Top of Provided data

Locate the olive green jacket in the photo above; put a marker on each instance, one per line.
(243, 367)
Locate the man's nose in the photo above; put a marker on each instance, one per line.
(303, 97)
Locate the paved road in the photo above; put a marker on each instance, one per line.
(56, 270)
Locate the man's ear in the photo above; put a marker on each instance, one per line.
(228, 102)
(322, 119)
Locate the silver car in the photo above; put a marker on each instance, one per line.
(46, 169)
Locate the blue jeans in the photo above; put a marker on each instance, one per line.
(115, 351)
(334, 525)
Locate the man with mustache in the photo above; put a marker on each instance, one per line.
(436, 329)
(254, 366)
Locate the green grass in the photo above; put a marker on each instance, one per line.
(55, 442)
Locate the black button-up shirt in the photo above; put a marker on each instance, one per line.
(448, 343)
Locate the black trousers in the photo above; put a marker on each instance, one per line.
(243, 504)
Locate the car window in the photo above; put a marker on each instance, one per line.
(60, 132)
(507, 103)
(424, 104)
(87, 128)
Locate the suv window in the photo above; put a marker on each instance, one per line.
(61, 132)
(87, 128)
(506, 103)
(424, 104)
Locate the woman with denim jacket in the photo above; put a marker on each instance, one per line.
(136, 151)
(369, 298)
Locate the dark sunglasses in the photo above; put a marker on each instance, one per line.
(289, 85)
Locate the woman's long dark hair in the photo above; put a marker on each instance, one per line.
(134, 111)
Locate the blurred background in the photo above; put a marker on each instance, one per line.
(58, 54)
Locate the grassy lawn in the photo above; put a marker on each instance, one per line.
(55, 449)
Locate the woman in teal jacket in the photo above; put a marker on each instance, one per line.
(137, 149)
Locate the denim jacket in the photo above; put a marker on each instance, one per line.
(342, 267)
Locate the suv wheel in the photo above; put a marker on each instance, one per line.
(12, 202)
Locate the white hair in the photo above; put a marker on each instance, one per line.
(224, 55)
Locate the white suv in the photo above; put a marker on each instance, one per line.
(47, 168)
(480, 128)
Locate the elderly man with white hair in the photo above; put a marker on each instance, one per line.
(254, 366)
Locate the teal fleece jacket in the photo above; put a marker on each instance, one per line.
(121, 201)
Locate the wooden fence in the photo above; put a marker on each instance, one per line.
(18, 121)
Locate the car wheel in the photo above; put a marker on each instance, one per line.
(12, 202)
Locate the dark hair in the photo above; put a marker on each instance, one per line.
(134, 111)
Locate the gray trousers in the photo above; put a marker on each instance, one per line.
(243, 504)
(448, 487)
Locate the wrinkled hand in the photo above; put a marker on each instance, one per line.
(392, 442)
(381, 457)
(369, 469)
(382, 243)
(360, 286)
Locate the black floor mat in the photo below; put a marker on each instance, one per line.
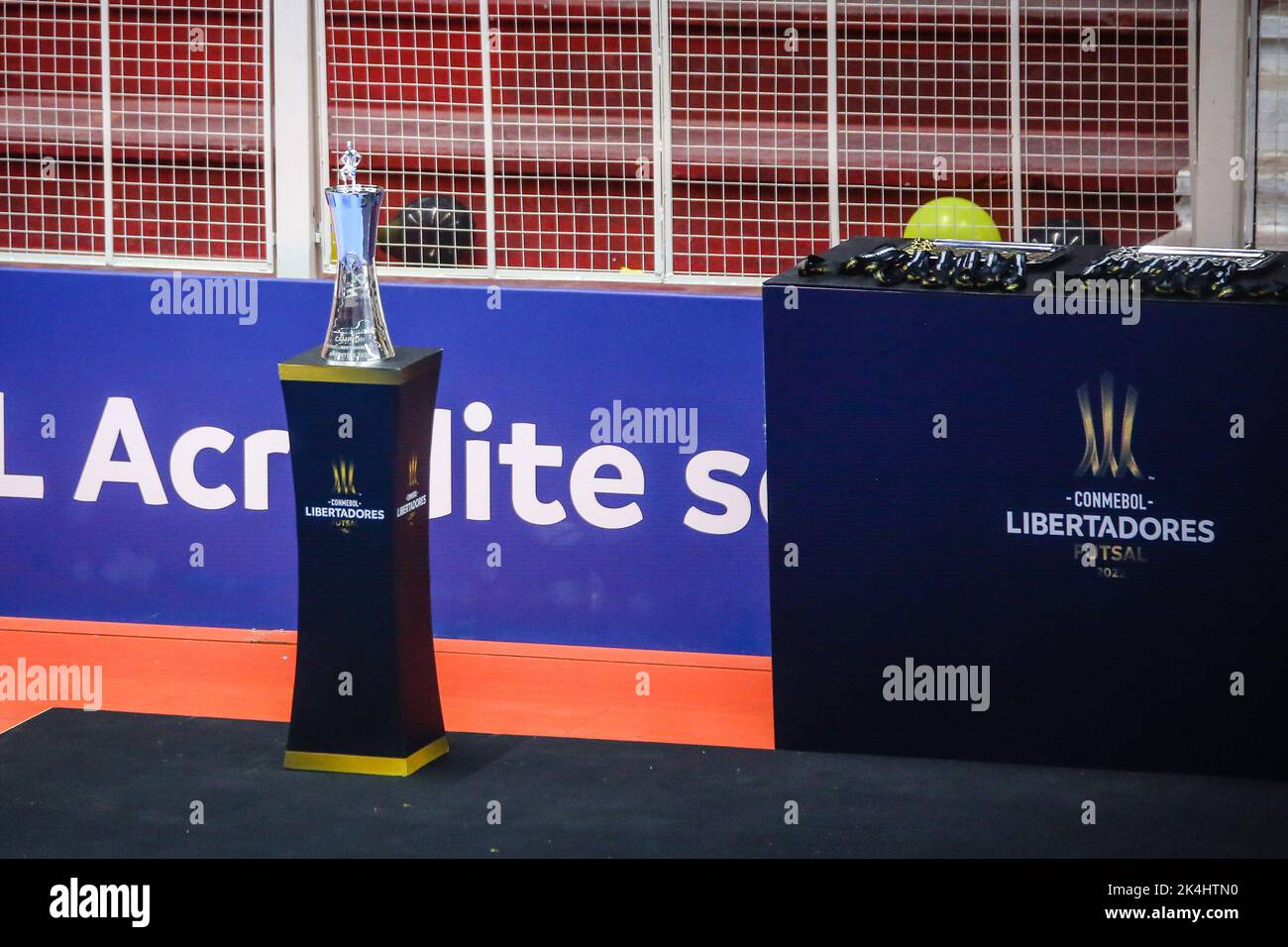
(77, 784)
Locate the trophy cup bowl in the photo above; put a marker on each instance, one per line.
(357, 333)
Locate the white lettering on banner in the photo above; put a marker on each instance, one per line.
(18, 486)
(120, 453)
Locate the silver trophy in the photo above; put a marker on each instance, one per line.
(357, 333)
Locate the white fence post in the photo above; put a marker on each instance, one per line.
(1219, 189)
(292, 165)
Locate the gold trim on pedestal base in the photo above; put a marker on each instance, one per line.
(369, 766)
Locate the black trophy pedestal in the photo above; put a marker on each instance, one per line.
(366, 688)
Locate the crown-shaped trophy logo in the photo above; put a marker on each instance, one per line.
(357, 333)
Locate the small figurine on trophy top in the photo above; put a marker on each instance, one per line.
(349, 161)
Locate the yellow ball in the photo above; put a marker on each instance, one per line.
(952, 218)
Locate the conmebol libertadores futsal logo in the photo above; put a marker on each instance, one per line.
(344, 506)
(415, 499)
(1112, 528)
(1099, 460)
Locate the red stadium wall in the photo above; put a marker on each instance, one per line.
(572, 118)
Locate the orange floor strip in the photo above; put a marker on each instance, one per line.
(487, 686)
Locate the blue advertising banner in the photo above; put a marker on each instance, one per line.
(1005, 532)
(596, 474)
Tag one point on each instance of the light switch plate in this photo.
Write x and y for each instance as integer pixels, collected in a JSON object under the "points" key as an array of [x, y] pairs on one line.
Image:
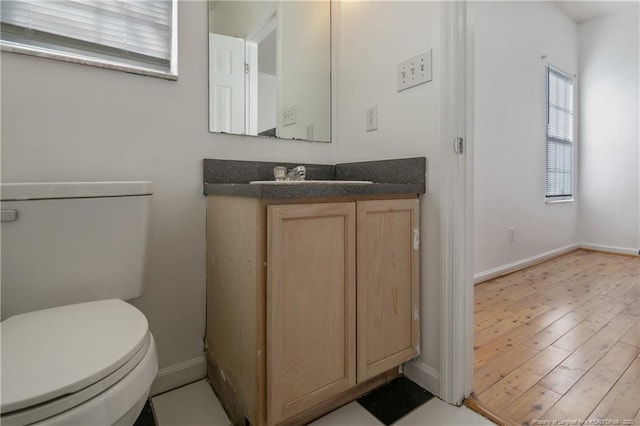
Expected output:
{"points": [[415, 71], [372, 118], [289, 116]]}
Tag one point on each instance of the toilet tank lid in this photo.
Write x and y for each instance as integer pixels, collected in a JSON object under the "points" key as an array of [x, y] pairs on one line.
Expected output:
{"points": [[53, 352], [53, 190]]}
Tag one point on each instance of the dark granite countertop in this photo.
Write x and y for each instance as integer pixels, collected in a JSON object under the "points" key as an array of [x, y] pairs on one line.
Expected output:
{"points": [[389, 177]]}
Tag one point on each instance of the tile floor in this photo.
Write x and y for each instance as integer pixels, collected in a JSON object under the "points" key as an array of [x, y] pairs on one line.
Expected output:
{"points": [[197, 405]]}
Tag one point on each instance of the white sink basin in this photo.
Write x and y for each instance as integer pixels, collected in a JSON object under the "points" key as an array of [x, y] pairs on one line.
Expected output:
{"points": [[320, 182]]}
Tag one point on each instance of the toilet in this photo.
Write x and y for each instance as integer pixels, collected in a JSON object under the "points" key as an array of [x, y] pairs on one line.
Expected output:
{"points": [[74, 352]]}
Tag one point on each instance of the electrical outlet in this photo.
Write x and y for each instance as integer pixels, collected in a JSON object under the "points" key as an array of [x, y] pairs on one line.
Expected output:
{"points": [[372, 118], [415, 71], [289, 116]]}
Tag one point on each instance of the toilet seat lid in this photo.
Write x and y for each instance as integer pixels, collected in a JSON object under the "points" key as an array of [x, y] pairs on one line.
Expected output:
{"points": [[53, 352]]}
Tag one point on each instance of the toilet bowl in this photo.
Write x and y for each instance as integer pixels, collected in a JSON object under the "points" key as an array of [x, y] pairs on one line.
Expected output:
{"points": [[73, 351], [82, 364]]}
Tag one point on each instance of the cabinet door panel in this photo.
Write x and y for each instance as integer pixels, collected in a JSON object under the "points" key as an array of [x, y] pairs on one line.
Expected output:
{"points": [[310, 305], [388, 269]]}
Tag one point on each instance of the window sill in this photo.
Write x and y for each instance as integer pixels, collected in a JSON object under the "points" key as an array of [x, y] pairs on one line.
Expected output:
{"points": [[570, 200]]}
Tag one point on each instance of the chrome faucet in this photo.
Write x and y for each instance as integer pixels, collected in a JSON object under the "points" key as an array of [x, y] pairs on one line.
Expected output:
{"points": [[297, 173]]}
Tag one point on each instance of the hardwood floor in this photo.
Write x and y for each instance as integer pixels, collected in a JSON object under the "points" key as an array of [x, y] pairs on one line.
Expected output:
{"points": [[560, 341]]}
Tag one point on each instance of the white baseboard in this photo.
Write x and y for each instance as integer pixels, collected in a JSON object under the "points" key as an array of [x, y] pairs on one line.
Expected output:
{"points": [[179, 375], [522, 263], [424, 375], [610, 249]]}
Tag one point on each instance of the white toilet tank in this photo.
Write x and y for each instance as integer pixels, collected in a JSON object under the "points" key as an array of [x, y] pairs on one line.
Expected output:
{"points": [[71, 242]]}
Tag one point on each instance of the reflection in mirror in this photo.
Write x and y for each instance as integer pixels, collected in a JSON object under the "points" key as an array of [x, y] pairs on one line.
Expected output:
{"points": [[270, 68]]}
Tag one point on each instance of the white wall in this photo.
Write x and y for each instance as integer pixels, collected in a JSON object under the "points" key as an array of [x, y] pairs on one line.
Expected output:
{"points": [[609, 188], [510, 38], [370, 38], [66, 122]]}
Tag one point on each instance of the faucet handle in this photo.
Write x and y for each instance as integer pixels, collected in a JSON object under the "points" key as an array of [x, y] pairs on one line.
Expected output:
{"points": [[280, 172], [297, 173]]}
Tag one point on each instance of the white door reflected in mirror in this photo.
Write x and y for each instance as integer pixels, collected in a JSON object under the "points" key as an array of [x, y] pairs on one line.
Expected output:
{"points": [[270, 69]]}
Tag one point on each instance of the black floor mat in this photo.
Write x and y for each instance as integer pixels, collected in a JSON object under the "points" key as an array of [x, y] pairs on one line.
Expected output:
{"points": [[146, 416], [392, 401]]}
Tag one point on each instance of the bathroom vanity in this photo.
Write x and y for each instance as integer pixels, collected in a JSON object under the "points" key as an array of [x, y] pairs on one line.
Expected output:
{"points": [[312, 289]]}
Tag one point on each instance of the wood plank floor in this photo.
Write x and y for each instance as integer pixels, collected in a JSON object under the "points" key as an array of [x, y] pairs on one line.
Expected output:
{"points": [[560, 341]]}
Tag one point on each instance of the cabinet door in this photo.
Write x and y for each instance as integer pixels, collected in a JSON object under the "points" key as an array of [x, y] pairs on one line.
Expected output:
{"points": [[388, 277], [310, 305]]}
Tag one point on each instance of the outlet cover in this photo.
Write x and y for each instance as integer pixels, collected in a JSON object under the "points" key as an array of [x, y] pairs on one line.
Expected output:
{"points": [[372, 118], [289, 116], [415, 71]]}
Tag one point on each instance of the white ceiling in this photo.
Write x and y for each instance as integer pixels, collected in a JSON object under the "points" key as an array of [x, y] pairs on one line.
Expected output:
{"points": [[581, 11]]}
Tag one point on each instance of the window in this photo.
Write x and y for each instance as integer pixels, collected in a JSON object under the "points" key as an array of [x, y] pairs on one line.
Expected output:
{"points": [[559, 163], [129, 35]]}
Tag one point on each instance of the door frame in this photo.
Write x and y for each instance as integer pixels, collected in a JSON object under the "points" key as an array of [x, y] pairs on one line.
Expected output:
{"points": [[456, 355]]}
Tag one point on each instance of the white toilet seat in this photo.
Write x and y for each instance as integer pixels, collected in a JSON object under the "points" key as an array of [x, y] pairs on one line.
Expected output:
{"points": [[61, 383]]}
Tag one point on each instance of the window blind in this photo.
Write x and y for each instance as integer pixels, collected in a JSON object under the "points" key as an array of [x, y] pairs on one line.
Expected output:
{"points": [[559, 158], [129, 32]]}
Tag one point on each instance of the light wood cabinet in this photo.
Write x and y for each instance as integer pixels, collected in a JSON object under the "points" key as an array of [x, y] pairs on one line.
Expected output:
{"points": [[388, 268], [309, 305]]}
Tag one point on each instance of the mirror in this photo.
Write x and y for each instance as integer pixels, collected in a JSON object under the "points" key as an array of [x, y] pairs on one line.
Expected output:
{"points": [[270, 68]]}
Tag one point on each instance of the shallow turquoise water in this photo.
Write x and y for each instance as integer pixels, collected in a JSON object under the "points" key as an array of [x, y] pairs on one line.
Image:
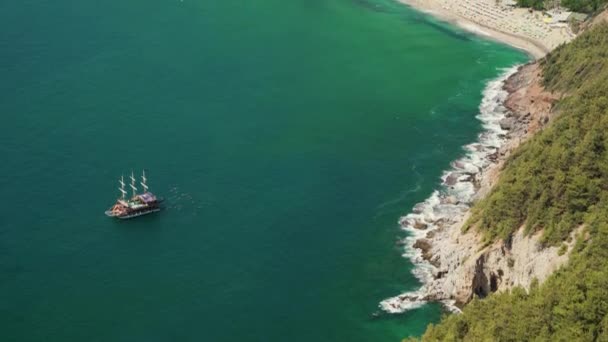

Bottom of Provided data

Copy the records above exactly, beginning at the line that contains "Tag one point on each instance of the toilet seat" and stopping after the line that contains "Tag one point on each instance of the toilet bowl".

Tag one point on each instance of the toilet seat lid in this photo.
Write x and y for each instance as integer pixels, collected in a JSON object under the "points" key as an array of [x, y] pairs on one line.
Expected output:
{"points": [[53, 352]]}
Tag one point on each instance of the toilet bowl in this photo.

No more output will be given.